- Document passage
-*-*-

Mayor’s Prayer Breakfast tradition continues

As the new mayor of Seymour, Matt Nicholson was looking forward to hosting his first Mayor’s Prayer Breakfast this month.

For 24 consecutive years, it has always been a time for city officials, clergy, business leaders and others in the community to gather for a Good Friday message and enjoy each other’s company.

But then the novel coronavirus, which triggered the COVID-19 pandemic, put an end to all gatherings and quashed what has become a well-attended and loved tradition in Seymour.

Nicholson decided even though it couldn’t be exactly like it always has been, he still wanted to do something publicly to mark the occasion. So, with help and participation from some friends and community members, he put together a video.

The 2020 Mayor’s Prayer Breakfast video is available for public viewing on the City of Seymour, Indiana (City Hall) Facebook page.

It starts out with a brief introduction from Nicholson and segues into the Pledge of Allegiance led by Jackson County Council member Brian Thompson and area scouts.

Nicholson thanked the late John Burkhart for starting the prayer breakfast when he served as mayor and former mayors Jim Bullard and Craig Luedeman for continuing the tradition.

-*-*-

- Available data
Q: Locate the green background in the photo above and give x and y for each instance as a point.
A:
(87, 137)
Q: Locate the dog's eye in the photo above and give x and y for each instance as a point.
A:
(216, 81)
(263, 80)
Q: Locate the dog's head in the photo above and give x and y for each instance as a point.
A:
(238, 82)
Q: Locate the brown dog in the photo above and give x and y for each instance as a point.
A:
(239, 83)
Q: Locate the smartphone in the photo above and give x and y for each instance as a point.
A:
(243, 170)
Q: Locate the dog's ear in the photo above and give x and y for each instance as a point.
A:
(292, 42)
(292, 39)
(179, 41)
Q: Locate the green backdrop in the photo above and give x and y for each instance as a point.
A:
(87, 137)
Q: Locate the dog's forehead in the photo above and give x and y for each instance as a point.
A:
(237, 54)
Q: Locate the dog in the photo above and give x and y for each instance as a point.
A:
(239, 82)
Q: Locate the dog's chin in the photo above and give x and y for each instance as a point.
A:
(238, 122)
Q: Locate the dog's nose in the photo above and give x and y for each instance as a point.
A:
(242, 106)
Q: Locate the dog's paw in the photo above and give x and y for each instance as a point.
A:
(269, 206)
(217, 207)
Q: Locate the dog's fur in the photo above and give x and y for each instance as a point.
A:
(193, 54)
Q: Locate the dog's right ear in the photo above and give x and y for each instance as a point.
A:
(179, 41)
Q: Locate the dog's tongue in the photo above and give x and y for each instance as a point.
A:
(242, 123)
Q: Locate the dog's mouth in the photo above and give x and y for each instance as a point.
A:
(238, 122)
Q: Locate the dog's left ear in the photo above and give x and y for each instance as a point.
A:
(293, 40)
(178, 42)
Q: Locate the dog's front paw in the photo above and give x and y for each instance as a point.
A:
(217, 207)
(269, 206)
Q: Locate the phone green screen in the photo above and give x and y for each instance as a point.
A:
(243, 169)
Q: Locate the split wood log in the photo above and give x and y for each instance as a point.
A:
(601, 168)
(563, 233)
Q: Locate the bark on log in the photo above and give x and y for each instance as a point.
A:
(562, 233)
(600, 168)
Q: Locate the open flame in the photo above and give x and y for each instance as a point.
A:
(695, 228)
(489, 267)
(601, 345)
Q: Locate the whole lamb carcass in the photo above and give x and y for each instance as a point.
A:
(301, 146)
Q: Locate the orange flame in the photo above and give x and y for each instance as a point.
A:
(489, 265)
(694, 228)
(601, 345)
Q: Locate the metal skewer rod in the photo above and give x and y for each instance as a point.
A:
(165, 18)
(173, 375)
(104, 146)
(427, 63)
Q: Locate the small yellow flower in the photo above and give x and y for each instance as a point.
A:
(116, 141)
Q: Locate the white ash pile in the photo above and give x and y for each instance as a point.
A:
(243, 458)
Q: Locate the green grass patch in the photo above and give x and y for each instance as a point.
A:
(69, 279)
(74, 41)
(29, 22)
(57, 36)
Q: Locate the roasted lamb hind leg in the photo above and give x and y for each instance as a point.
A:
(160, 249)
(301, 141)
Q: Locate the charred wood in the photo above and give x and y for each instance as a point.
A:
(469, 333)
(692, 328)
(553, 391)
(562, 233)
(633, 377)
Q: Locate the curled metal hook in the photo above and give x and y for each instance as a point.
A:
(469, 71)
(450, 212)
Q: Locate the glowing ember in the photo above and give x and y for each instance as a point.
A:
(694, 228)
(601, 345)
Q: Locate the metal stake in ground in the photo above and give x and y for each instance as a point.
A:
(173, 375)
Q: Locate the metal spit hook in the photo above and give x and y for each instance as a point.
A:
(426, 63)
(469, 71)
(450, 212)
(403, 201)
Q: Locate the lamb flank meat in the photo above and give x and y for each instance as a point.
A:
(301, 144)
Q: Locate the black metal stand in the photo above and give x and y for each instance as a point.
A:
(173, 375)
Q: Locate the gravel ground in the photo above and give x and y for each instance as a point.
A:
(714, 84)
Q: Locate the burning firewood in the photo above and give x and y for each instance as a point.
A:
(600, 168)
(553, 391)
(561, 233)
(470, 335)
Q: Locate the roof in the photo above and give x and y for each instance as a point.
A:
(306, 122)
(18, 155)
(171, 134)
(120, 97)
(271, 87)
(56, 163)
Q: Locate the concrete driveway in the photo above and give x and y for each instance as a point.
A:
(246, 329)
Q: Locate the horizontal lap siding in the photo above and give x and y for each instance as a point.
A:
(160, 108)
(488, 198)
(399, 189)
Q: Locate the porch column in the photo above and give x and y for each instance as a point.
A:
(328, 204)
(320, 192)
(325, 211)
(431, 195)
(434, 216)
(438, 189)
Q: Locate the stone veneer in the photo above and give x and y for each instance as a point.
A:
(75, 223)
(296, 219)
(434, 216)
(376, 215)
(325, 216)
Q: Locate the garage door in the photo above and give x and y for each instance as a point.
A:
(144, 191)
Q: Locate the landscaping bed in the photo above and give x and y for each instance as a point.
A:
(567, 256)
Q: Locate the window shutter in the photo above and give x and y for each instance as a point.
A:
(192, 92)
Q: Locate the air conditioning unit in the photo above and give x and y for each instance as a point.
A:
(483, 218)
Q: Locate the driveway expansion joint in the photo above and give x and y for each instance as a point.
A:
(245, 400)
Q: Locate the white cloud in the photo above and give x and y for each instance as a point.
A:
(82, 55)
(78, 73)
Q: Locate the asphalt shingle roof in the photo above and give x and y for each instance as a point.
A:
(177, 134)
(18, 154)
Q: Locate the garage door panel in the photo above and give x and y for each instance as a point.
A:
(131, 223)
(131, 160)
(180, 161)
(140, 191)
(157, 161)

-*-*-

- Your instructions
Transcribe the article about the Mayor's Prayer Breakfast word for word, from its headline to its final sentence.

- Output of the task
Mayor’s Prayer Breakfast tradition continues

As the new mayor of Seymour, Matt Nicholson was looking forward to hosting his first Mayor’s Prayer Breakfast this month.

For 24 consecutive years, it has always been a time for city officials, clergy, business leaders and others in the community to gather for a Good Friday message and enjoy each other’s company.

But then the novel coronavirus, which triggered the COVID-19 pandemic, put an end to all gatherings and quashed what has become a well-attended and loved tradition in Seymour.

Nicholson decided even though it couldn’t be exactly like it always has been, he still wanted to do something publicly to mark the occasion. So, with help and participation from some friends and community members, he put together a video.

The 2020 Mayor’s Prayer Breakfast video is available for public viewing on the City of Seymour, Indiana (City Hall) Facebook page.

It starts out with a brief introduction from Nicholson and segues into the Pledge of Allegiance led by Jackson County Council member Brian Thompson and area scouts.

Nicholson thanked the late John Burkhart for starting the prayer breakfast when he served as mayor and former mayors Jim Bullard and Craig Luedeman for continuing the tradition.